*** LISTED ENTRIES ***

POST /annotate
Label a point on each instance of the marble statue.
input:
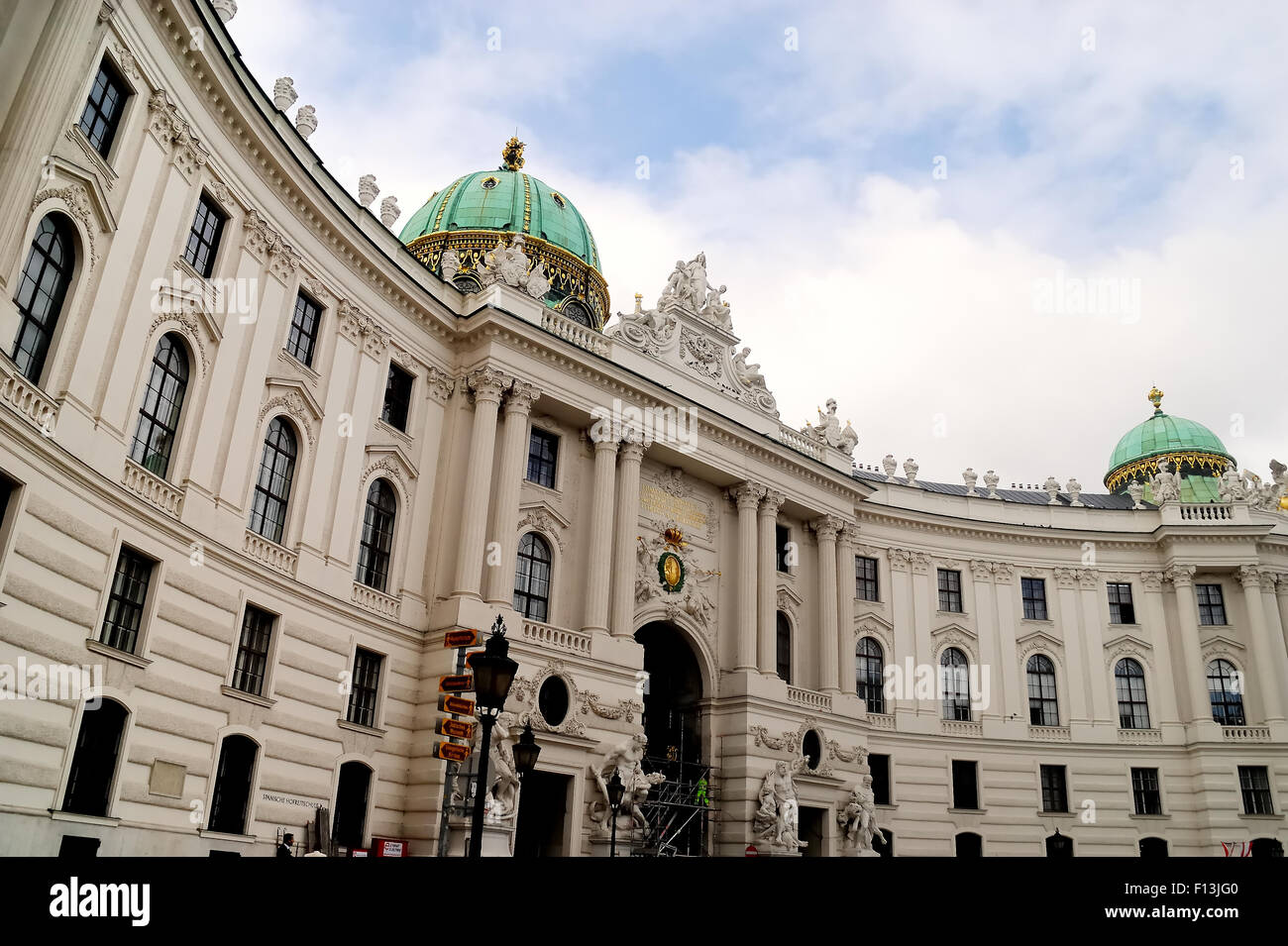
(859, 819)
(1052, 489)
(747, 373)
(1074, 490)
(777, 817)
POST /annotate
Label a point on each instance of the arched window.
(98, 747)
(42, 289)
(351, 804)
(377, 536)
(273, 485)
(230, 804)
(1225, 690)
(162, 400)
(532, 578)
(954, 683)
(784, 639)
(1132, 705)
(1043, 709)
(868, 663)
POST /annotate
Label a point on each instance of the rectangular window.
(1121, 607)
(1211, 604)
(1033, 591)
(1144, 786)
(949, 591)
(366, 683)
(965, 786)
(880, 766)
(397, 398)
(782, 538)
(1054, 794)
(127, 601)
(304, 330)
(866, 578)
(207, 227)
(253, 652)
(103, 108)
(542, 457)
(1254, 784)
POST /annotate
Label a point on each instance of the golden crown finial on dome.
(513, 155)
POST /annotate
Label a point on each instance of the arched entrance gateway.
(677, 726)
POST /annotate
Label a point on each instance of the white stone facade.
(487, 368)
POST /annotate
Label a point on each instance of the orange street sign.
(456, 704)
(456, 729)
(452, 752)
(456, 683)
(467, 637)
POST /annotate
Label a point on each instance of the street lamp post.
(614, 803)
(493, 672)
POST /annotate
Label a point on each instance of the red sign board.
(452, 752)
(456, 683)
(467, 637)
(456, 729)
(456, 704)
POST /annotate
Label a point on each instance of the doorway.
(544, 802)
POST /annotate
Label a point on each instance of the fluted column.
(1198, 706)
(767, 581)
(845, 542)
(627, 520)
(487, 385)
(599, 563)
(1263, 649)
(746, 497)
(509, 477)
(825, 529)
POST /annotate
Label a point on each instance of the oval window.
(811, 747)
(553, 700)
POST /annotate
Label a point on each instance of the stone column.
(1160, 691)
(1094, 641)
(509, 476)
(487, 385)
(746, 497)
(627, 523)
(767, 581)
(1263, 648)
(1067, 591)
(825, 529)
(600, 546)
(845, 542)
(1198, 706)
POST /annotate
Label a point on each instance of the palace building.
(261, 452)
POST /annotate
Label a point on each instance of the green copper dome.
(459, 228)
(1192, 451)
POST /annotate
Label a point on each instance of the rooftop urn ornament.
(1052, 489)
(389, 211)
(305, 121)
(1074, 489)
(283, 93)
(910, 472)
(511, 155)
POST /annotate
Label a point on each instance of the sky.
(986, 228)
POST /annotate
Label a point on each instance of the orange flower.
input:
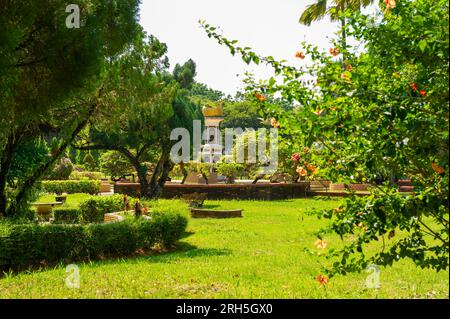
(345, 76)
(438, 169)
(322, 279)
(390, 4)
(274, 123)
(260, 97)
(300, 55)
(321, 244)
(295, 157)
(312, 168)
(318, 112)
(301, 171)
(334, 51)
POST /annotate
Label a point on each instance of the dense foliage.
(380, 118)
(32, 245)
(49, 77)
(71, 186)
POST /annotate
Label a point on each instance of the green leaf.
(422, 45)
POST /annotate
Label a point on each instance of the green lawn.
(261, 255)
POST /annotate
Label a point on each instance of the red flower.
(322, 279)
(295, 157)
(301, 171)
(390, 3)
(438, 169)
(334, 51)
(260, 97)
(274, 123)
(300, 55)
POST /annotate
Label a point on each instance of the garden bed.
(259, 191)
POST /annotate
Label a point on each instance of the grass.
(261, 255)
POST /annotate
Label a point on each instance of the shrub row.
(71, 186)
(67, 215)
(94, 208)
(28, 245)
(76, 175)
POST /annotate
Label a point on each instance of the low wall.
(261, 191)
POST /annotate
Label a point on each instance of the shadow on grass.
(209, 206)
(179, 251)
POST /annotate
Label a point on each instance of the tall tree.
(49, 75)
(333, 9)
(143, 102)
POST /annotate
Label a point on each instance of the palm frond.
(314, 12)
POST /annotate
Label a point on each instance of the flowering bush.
(382, 119)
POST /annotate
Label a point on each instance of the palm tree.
(333, 8)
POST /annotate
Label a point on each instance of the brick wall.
(262, 191)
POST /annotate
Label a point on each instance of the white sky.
(270, 27)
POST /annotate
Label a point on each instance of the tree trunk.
(5, 166)
(344, 44)
(29, 183)
(142, 175)
(184, 171)
(155, 182)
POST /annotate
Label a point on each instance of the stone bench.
(210, 213)
(112, 217)
(45, 210)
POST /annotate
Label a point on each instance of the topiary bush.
(77, 175)
(67, 215)
(94, 208)
(26, 245)
(230, 170)
(71, 186)
(62, 170)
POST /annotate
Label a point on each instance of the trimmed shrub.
(230, 170)
(71, 186)
(77, 175)
(94, 208)
(67, 215)
(62, 170)
(28, 245)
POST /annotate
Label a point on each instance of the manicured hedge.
(94, 208)
(27, 245)
(71, 186)
(67, 215)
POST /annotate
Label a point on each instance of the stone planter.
(359, 187)
(337, 187)
(105, 187)
(61, 198)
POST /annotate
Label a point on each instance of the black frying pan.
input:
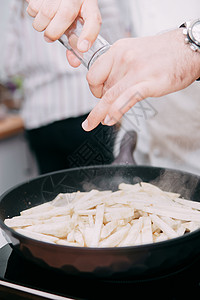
(128, 262)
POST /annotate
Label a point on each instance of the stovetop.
(22, 279)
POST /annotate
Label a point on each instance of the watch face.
(195, 32)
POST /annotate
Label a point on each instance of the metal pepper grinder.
(70, 39)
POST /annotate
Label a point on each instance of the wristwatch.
(191, 29)
(192, 32)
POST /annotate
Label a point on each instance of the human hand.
(55, 17)
(136, 68)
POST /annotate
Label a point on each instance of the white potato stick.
(132, 215)
(108, 229)
(19, 222)
(118, 213)
(114, 239)
(79, 238)
(37, 209)
(130, 187)
(98, 225)
(60, 229)
(133, 234)
(146, 231)
(38, 236)
(163, 226)
(88, 236)
(188, 203)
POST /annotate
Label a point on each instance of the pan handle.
(127, 147)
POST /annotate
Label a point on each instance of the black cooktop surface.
(181, 284)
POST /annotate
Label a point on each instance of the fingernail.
(47, 39)
(107, 120)
(85, 125)
(83, 46)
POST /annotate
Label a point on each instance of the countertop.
(10, 125)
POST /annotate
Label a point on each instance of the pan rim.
(170, 242)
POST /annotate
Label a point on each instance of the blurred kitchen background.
(17, 163)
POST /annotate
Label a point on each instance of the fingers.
(34, 7)
(72, 59)
(45, 15)
(54, 17)
(96, 115)
(99, 73)
(64, 17)
(92, 24)
(109, 112)
(126, 101)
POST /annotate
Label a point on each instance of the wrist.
(191, 58)
(191, 33)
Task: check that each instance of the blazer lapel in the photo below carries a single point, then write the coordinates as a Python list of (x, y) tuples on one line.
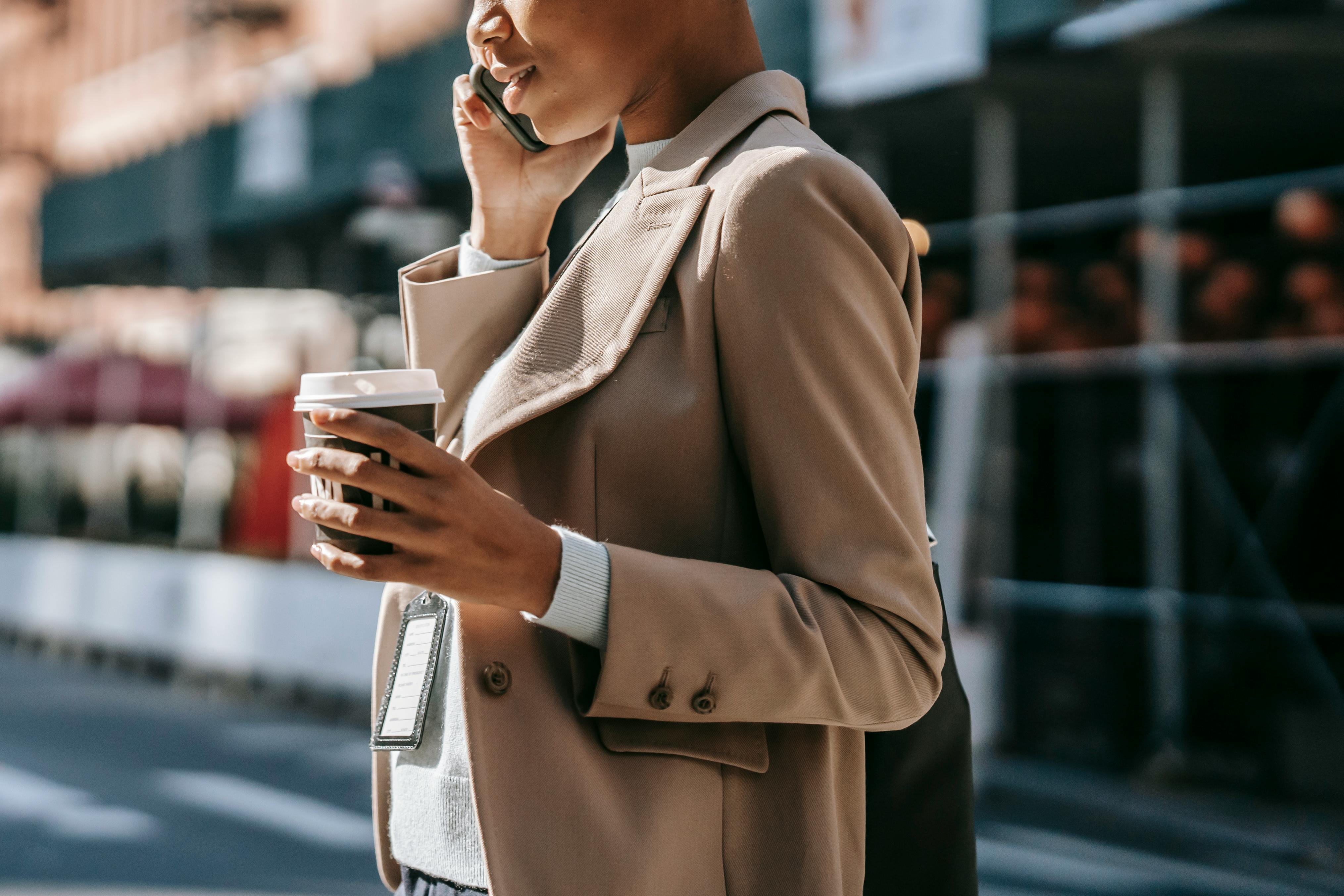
[(599, 301), (593, 312)]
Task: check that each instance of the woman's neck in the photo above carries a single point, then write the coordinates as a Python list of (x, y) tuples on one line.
[(722, 54)]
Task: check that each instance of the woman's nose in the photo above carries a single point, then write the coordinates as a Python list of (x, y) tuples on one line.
[(488, 23)]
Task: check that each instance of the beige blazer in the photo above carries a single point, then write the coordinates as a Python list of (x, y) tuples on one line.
[(720, 386)]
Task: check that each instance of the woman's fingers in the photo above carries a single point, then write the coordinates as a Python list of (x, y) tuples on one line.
[(362, 472), (406, 446), (382, 568), (472, 107), (357, 519)]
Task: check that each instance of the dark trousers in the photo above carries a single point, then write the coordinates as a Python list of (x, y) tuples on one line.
[(921, 798), (416, 883)]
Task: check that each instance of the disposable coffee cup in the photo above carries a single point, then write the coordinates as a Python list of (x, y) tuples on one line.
[(405, 397)]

*** End of LISTED ENTRIES ***

▶ [WHAT IS EXPECTED]
Without the pictures, print all of the records exactly.

▶ [COMPLETED TASK]
POST /annotate
Label a point on each instance of the marble statue.
input:
(859, 819)
(1052, 489)
(747, 373)
(1074, 490)
(777, 817)
POST /annotate
Label a point on each instance of the arched window.
(98, 747)
(42, 289)
(351, 804)
(377, 536)
(273, 485)
(230, 804)
(1225, 690)
(162, 400)
(532, 578)
(954, 683)
(784, 639)
(1132, 705)
(1043, 709)
(868, 663)
POST /annotate
Label a point on each instance of the rectangular window.
(1121, 607)
(1211, 604)
(1033, 591)
(1144, 786)
(949, 591)
(366, 683)
(965, 786)
(880, 766)
(397, 398)
(782, 538)
(1054, 794)
(127, 601)
(304, 330)
(866, 578)
(207, 227)
(253, 652)
(103, 108)
(542, 457)
(1254, 784)
POST /annotate
Label a point on each instance of the golden crown finial on dome.
(513, 155)
POST /annotate
Label a point on each instance of the arched entrance gateway.
(677, 726)
POST /annotate
Label a point on each instance of the white stone facade.
(487, 368)
POST /annotate
Label a point on each instance of the orange street sign.
(456, 704)
(456, 729)
(452, 752)
(456, 683)
(467, 637)
POST /annotate
Label a point on each instance of the street lamp post.
(614, 803)
(493, 672)
POST /annotate
Label a point on each instance of the red sign board.
(452, 752)
(456, 683)
(467, 637)
(456, 729)
(456, 704)
POST /annotate
Label a point on each instance of the doorway.
(544, 802)
POST /annotate
Label a point on each instance of the fluted column.
(1198, 706)
(767, 581)
(845, 542)
(627, 520)
(487, 385)
(599, 563)
(1263, 649)
(746, 497)
(509, 477)
(825, 529)
POST /annotate
Label a point on each instance of the oval window.
(811, 747)
(553, 700)
POST /annotate
Label a point on each instance of the stone column.
(1160, 691)
(1094, 641)
(509, 476)
(487, 385)
(746, 497)
(627, 523)
(767, 581)
(1263, 648)
(1067, 591)
(825, 529)
(600, 546)
(845, 542)
(1198, 706)
POST /annotate
Label a point on each instance of the palace building.
(261, 452)
POST /annotate
Label a point on each instance of the green copper dome.
(459, 228)
(1192, 451)
POST /annotate
Label a point on each instance of the rooftop urn ornament.
(1052, 489)
(389, 211)
(305, 121)
(1074, 489)
(283, 93)
(910, 472)
(511, 155)
POST /annotate
Label a point on each instance of the sky.
(986, 228)
POST /annotate
Label a point on each instance of the orange flower.
input:
(345, 76)
(438, 169)
(322, 279)
(390, 4)
(274, 123)
(260, 97)
(300, 55)
(321, 244)
(295, 157)
(312, 168)
(318, 112)
(301, 171)
(334, 51)
POST /annotate
Label a point on each instance of the dense foliage.
(380, 118)
(32, 245)
(49, 77)
(71, 186)
POST /annotate
Label a point on each instance of the green leaf.
(422, 45)
POST /annotate
Label a point on each instance of the green lawn.
(261, 255)
POST /annotate
Label a point on each instance of the red flower.
(322, 279)
(295, 157)
(301, 171)
(390, 3)
(438, 169)
(334, 51)
(260, 97)
(274, 123)
(300, 55)
POST /annotate
Label a point on each instance of the garden bed.
(259, 191)
POST /annotate
Label a point on each instance of the grass.
(261, 255)
POST /annotate
Label a point on each instance of the shrub row.
(71, 186)
(67, 215)
(94, 208)
(28, 245)
(76, 175)
POST /annotate
Label a point on each instance of the low wall.
(261, 191)
POST /annotate
Label a point on each instance of the shadow on grass.
(209, 206)
(179, 251)
POST /annotate
Label a point on each instance of the tall tree.
(49, 75)
(333, 9)
(143, 102)
POST /annotate
Label a point on each instance of the palm frond.
(314, 12)
POST /annotate
Label a point on each instance of the flowering bush.
(382, 119)
POST /annotate
Label a point on each instance of the palm tree.
(333, 8)
POST /annotate
Label a point on each instance of the brick wall.
(262, 191)
POST /annotate
Label a point on each instance of the white sky.
(270, 27)
POST /annotate
Label a point on each instance of the tree trunk.
(5, 166)
(344, 44)
(29, 183)
(142, 175)
(184, 171)
(155, 182)
POST /annotate
Label a point on each instance of the stone bench.
(210, 213)
(112, 217)
(45, 210)
POST /annotate
Label a point on each instance of the topiary bush.
(77, 175)
(67, 215)
(94, 208)
(26, 245)
(230, 170)
(71, 186)
(62, 170)
POST /annotate
Label a point on each instance of the trimmed shrub.
(230, 170)
(71, 186)
(77, 175)
(94, 208)
(67, 215)
(62, 170)
(28, 245)
POST /annotate
Label a point on each instance of the manicured hedge.
(94, 208)
(27, 245)
(71, 186)
(67, 215)
POST /annotate
Label a point on each instance of the stone planter.
(359, 187)
(337, 187)
(105, 187)
(61, 198)
POST /annotate
Label a point on each instance of the black frying pan.
input:
(128, 262)
POST /annotate
Label a point on each instance of the stovetop.
(22, 279)
POST /annotate
Label a point on each instance of the watch face.
(195, 32)
POST /annotate
Label a point on each instance of the metal pepper grinder.
(70, 39)
POST /annotate
Label a point on each instance of the wristwatch.
(191, 29)
(192, 32)
POST /annotate
Label a point on each instance of the human hand.
(55, 17)
(136, 68)
POST /annotate
Label a point on each instance of the white potato stick.
(132, 215)
(108, 229)
(19, 222)
(118, 213)
(114, 239)
(79, 238)
(37, 209)
(130, 187)
(98, 225)
(60, 229)
(133, 234)
(146, 231)
(38, 236)
(163, 226)
(88, 236)
(188, 203)
POST /annotate
Label a point on each instance of the pan handle.
(127, 147)
POST /annotate
Label a point on each instance of the black cooktop surface.
(181, 284)
POST /annotate
Label a point on each instance of the fingernail.
(47, 39)
(107, 120)
(85, 125)
(83, 46)
POST /annotate
Label a point on each instance of the countertop.
(10, 125)
POST /annotate
Label a point on each instance of the pan rim.
(170, 242)
POST /annotate
Label a point on each instance of the blurred kitchen background.
(17, 163)
POST /annotate
Label a point on each instance of the fingers.
(34, 7)
(72, 59)
(45, 15)
(54, 17)
(96, 115)
(99, 73)
(64, 17)
(92, 24)
(109, 112)
(126, 101)
POST /annotate
Label a point on each instance of the wrist.
(191, 58)
(191, 33)
Task: check that each instance of the blazer lapel in the photo below carries a single point, then write the coordinates as a Python list of (x, y) tuples on one line.
[(599, 301), (593, 312)]
Task: check that each instance of the woman's neck in the photo above carries a single point, then write the coordinates as a Python list of (x, y) tuples on one line.
[(722, 54)]
Task: check that each instance of the woman's nose in the photo above carries a single point, then write the coordinates as a Python list of (x, y) tuples on one line.
[(488, 23)]
Task: check that each instance of the beige blazer in the photo above carries a single point, then write the coordinates as a Python list of (x, y) tuples on one line.
[(720, 386)]
Task: check that each instance of the woman's fingers in the photo above carries a single point, then write the coordinates as a Python list of (x, y) tuples on one line.
[(362, 472), (406, 446), (382, 568), (472, 107), (357, 519)]
Task: check that each instance of the dark trousers in the photo above carries a single point, then write the coordinates as a Python list of (x, y) tuples on one line.
[(921, 798), (416, 883)]
Task: check that each instance of the disposable coffee cup in the photo above carries a single point, then write the coordinates as a Python list of (x, y) tuples on one line.
[(405, 397)]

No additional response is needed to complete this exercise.